▶ Your assignment: Type out each entry exactly.

▶ Records for the exercise:
☆ ☆ ☆ ☆ ☆

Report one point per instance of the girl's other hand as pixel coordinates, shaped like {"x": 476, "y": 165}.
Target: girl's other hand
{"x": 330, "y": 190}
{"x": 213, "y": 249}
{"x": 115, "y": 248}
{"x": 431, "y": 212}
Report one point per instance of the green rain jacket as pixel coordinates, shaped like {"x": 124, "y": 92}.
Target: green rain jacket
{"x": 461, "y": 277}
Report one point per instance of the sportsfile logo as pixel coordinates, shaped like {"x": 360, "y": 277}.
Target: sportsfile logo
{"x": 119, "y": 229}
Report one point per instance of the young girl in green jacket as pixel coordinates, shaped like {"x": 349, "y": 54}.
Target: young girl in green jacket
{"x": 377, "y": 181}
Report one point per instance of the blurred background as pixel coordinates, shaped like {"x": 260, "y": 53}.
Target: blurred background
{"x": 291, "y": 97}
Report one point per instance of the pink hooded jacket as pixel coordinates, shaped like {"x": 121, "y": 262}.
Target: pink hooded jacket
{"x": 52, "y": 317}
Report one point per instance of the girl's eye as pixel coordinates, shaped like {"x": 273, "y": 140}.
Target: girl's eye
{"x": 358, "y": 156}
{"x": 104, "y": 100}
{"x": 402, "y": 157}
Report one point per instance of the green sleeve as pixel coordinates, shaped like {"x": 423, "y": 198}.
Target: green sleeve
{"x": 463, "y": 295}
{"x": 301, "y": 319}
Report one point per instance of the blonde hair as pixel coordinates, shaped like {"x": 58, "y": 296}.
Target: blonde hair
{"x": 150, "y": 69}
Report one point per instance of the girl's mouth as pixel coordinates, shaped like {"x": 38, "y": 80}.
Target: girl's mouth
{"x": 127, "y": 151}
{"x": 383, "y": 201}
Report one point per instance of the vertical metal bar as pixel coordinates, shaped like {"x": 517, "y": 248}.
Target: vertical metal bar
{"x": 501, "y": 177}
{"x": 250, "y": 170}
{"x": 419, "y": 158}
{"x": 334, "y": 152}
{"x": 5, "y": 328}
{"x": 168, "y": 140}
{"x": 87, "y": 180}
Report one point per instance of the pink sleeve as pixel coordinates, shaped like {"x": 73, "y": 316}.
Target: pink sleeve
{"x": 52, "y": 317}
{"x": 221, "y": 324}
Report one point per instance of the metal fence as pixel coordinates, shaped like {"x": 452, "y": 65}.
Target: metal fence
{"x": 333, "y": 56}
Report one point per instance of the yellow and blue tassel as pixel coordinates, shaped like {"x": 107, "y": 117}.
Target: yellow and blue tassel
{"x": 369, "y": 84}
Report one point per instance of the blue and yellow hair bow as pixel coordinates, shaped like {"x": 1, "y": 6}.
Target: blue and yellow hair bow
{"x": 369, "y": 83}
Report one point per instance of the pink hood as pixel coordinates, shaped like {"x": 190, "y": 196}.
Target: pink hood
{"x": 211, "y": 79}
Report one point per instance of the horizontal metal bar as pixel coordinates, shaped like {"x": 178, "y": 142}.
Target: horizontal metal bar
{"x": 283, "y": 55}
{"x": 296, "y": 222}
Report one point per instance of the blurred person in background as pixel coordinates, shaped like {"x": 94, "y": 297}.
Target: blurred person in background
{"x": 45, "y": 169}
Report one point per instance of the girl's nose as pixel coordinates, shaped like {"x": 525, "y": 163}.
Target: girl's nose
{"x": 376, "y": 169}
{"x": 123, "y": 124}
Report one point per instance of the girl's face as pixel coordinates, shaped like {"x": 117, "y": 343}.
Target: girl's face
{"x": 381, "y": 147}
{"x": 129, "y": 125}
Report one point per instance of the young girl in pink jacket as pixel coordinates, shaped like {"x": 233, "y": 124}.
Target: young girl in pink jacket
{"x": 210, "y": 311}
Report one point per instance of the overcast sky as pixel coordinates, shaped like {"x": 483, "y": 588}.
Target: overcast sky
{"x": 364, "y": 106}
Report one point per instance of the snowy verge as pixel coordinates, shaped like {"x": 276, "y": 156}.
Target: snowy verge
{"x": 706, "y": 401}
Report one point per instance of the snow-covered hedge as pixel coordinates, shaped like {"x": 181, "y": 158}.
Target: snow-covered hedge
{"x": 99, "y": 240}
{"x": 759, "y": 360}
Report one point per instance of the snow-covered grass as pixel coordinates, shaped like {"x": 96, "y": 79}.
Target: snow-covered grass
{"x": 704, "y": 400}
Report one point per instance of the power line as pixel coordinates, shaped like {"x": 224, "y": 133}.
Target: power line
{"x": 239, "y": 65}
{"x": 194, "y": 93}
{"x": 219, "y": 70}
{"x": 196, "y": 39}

☆ ☆ ☆ ☆ ☆

▶ Exercise response:
Report one point per instance of the girl's other hand as pixel coordinates, shaped like {"x": 476, "y": 165}.
Target: girl's other hand
{"x": 330, "y": 190}
{"x": 213, "y": 249}
{"x": 115, "y": 248}
{"x": 431, "y": 212}
Report one point per instance of the green rain jacket as pixel coordinates, shaped like {"x": 124, "y": 92}.
Target: green rain jacket
{"x": 461, "y": 277}
Report one point per instance of the sportsfile logo as pixel coordinates, shaped like {"x": 360, "y": 277}.
Target: sportsfile logo
{"x": 119, "y": 229}
Report one point per instance of the young girl in green jacket as pixel coordinates, shaped like {"x": 349, "y": 54}.
Target: young girl in green jacket
{"x": 377, "y": 181}
Report one point per instance of the blurred background as pixel coordinates, shaped like {"x": 260, "y": 53}.
Target: blurred background
{"x": 291, "y": 97}
Report one point per instance of the pink hooded jacket as pixel coordinates, shaped like {"x": 121, "y": 262}.
Target: pink hooded jacket
{"x": 52, "y": 317}
Report one point per instance of the girl's eye as pixel coordinates, shaped like {"x": 273, "y": 140}.
Target: girl's eye
{"x": 358, "y": 156}
{"x": 104, "y": 100}
{"x": 402, "y": 157}
Report one point per instance of the green sleeve as pixel coordinates, shaped like {"x": 423, "y": 198}.
Target: green sleeve
{"x": 463, "y": 295}
{"x": 301, "y": 319}
Report one point per instance of the blonde hair as pixel coordinates, shaped like {"x": 58, "y": 296}.
Target: blonde hair
{"x": 150, "y": 69}
Report one point per instance of the girl's mouth as pixel coordinates, shaped like {"x": 38, "y": 80}.
Target: girl's mouth
{"x": 127, "y": 151}
{"x": 383, "y": 201}
Report one point per instance of the vertical metal bar as pixel coordinates, shaped like {"x": 517, "y": 248}.
Target: vertical metal bar
{"x": 501, "y": 177}
{"x": 250, "y": 170}
{"x": 419, "y": 158}
{"x": 334, "y": 152}
{"x": 5, "y": 328}
{"x": 168, "y": 140}
{"x": 87, "y": 180}
Report one point per instance of the pink sleeve as pixel coordinates, shaped like {"x": 73, "y": 316}.
Target: pink sleeve
{"x": 52, "y": 317}
{"x": 221, "y": 324}
Report one point per instance of the metal fence as pixel coordinates, shaped like {"x": 452, "y": 65}.
Target: metal fence
{"x": 333, "y": 56}
Report one point per instance of the yellow and blue tassel as pixel coordinates, shaped like {"x": 107, "y": 117}.
Target: yellow and blue tassel
{"x": 369, "y": 84}
Report one point per instance of the blue and yellow hair bow as pixel coordinates, shaped like {"x": 1, "y": 6}.
Target: blue and yellow hair bow
{"x": 369, "y": 83}
Report one point per instance of the pink hood as pixel coordinates, shaped like {"x": 190, "y": 196}.
Target: pink hood
{"x": 211, "y": 79}
Report one point per instance of the horizontal metal bar as pixel coordinates, shaped like {"x": 178, "y": 142}.
Target: horizontal metal bar
{"x": 283, "y": 55}
{"x": 296, "y": 222}
Report one point per instance of the blurred person in background as pixel coordinates, shaped like {"x": 94, "y": 297}.
Target: blurred person in background
{"x": 45, "y": 169}
Report one point per instance of the girl's nose as pixel coordinates, shaped like {"x": 525, "y": 163}.
Target: girl's nose
{"x": 376, "y": 169}
{"x": 123, "y": 124}
Report one point per instance of the girl's face as pixel coordinates, shaped like {"x": 117, "y": 343}.
Target: girl's face
{"x": 381, "y": 147}
{"x": 129, "y": 125}
Report one point per instance of the young girl in pink jacket as pixel coordinates, shaped like {"x": 233, "y": 124}.
Target: young girl in pink jacket
{"x": 210, "y": 311}
Report one point per instance of the overcast sky as pixel coordinates, shaped like {"x": 483, "y": 588}.
Target: overcast sky
{"x": 364, "y": 106}
Report one point per instance of the snowy verge as pixel coordinates, shaped like {"x": 276, "y": 156}.
Target: snowy verge
{"x": 706, "y": 401}
Report one point per instance of the snow-covered hedge as pixel coordinates, shaped like {"x": 181, "y": 158}.
Target: snow-covered hedge
{"x": 99, "y": 240}
{"x": 759, "y": 360}
Report one point per instance of the snow-covered grass as pixel coordinates, shaped like {"x": 96, "y": 79}.
Target: snow-covered grass
{"x": 704, "y": 400}
Report one point per instance of the power line as pixel coordinates, shaped like {"x": 224, "y": 133}.
Target: power line
{"x": 239, "y": 65}
{"x": 194, "y": 93}
{"x": 219, "y": 70}
{"x": 196, "y": 39}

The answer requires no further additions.